Work to be completed »
Only lines with the word "clock" are needed; collect each of them from the listing below.

Source material »
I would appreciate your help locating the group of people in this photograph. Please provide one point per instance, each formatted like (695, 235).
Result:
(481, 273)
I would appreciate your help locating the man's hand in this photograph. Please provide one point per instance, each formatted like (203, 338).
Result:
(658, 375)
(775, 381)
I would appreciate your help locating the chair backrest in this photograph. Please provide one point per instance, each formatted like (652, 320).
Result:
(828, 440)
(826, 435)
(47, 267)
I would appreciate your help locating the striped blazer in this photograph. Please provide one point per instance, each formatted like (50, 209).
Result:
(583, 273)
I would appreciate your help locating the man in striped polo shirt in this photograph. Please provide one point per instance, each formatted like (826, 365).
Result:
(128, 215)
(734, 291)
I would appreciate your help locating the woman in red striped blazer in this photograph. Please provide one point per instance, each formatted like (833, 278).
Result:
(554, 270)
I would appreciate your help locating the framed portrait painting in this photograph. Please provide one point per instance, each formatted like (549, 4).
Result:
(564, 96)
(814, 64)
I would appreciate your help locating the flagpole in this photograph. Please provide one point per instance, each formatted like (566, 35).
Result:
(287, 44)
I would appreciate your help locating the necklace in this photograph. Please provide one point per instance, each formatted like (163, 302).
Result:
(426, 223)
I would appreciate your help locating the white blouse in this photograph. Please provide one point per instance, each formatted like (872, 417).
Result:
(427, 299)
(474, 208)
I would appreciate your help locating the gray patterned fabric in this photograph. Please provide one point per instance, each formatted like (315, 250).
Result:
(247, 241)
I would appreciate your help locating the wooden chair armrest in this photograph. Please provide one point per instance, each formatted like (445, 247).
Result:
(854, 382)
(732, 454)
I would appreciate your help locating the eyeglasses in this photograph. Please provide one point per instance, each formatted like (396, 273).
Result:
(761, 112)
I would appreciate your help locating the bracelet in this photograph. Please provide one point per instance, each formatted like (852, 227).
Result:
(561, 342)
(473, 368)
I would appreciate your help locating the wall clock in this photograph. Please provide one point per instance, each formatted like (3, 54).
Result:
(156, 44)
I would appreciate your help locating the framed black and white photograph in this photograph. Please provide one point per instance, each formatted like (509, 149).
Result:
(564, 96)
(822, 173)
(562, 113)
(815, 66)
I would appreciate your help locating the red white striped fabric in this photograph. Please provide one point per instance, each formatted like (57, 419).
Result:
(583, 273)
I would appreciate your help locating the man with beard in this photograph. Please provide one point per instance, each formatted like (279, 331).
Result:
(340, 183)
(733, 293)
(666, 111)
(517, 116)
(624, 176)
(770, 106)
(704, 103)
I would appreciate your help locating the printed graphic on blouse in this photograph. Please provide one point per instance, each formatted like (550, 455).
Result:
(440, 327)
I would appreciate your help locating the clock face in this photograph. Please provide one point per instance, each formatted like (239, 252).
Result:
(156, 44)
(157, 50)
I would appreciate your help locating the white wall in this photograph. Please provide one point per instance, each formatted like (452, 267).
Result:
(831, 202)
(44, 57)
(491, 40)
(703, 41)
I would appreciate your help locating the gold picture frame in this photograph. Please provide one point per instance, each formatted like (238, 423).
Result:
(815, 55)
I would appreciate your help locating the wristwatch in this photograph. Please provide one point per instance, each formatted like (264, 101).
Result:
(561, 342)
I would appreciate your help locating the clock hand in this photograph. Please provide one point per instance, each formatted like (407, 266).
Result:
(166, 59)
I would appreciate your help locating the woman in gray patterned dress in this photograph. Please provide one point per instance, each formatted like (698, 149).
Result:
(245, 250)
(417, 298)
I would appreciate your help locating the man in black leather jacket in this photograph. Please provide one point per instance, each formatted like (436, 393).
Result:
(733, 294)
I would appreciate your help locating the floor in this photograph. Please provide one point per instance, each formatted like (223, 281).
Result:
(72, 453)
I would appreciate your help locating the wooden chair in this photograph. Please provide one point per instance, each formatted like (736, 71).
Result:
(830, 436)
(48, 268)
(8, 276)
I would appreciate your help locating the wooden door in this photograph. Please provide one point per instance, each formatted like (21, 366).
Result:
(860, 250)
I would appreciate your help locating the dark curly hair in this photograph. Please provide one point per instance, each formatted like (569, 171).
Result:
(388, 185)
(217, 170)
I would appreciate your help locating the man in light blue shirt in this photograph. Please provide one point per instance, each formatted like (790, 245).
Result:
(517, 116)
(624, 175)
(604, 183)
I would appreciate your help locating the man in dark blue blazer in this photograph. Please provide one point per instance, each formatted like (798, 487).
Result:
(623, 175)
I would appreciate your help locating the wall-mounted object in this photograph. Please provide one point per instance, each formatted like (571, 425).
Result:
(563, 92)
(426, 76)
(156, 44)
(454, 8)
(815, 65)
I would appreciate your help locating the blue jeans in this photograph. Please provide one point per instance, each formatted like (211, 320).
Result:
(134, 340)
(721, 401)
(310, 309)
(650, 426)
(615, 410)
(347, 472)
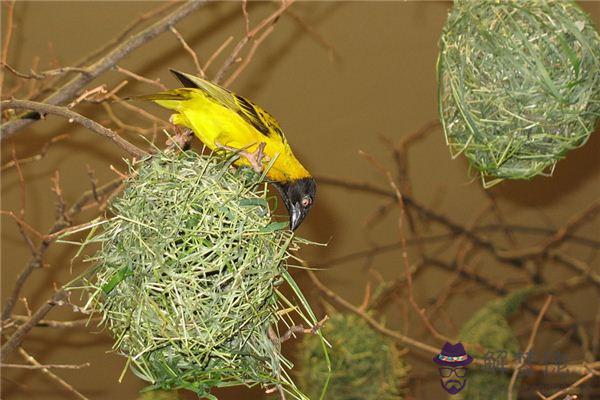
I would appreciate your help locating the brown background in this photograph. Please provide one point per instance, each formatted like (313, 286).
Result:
(381, 82)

Your response »
I would appreciate your help locating the wall clock in this photograph. Please provide one point per instance, each formatted like (3, 54).
I would appreciate your help locating the clock face in this photograph. Please provide one point per instance, each formatted like (239, 252).
I would appreciate your help locating the clock hand in this photograph. Please provide one point per instance, each formatted like (407, 266).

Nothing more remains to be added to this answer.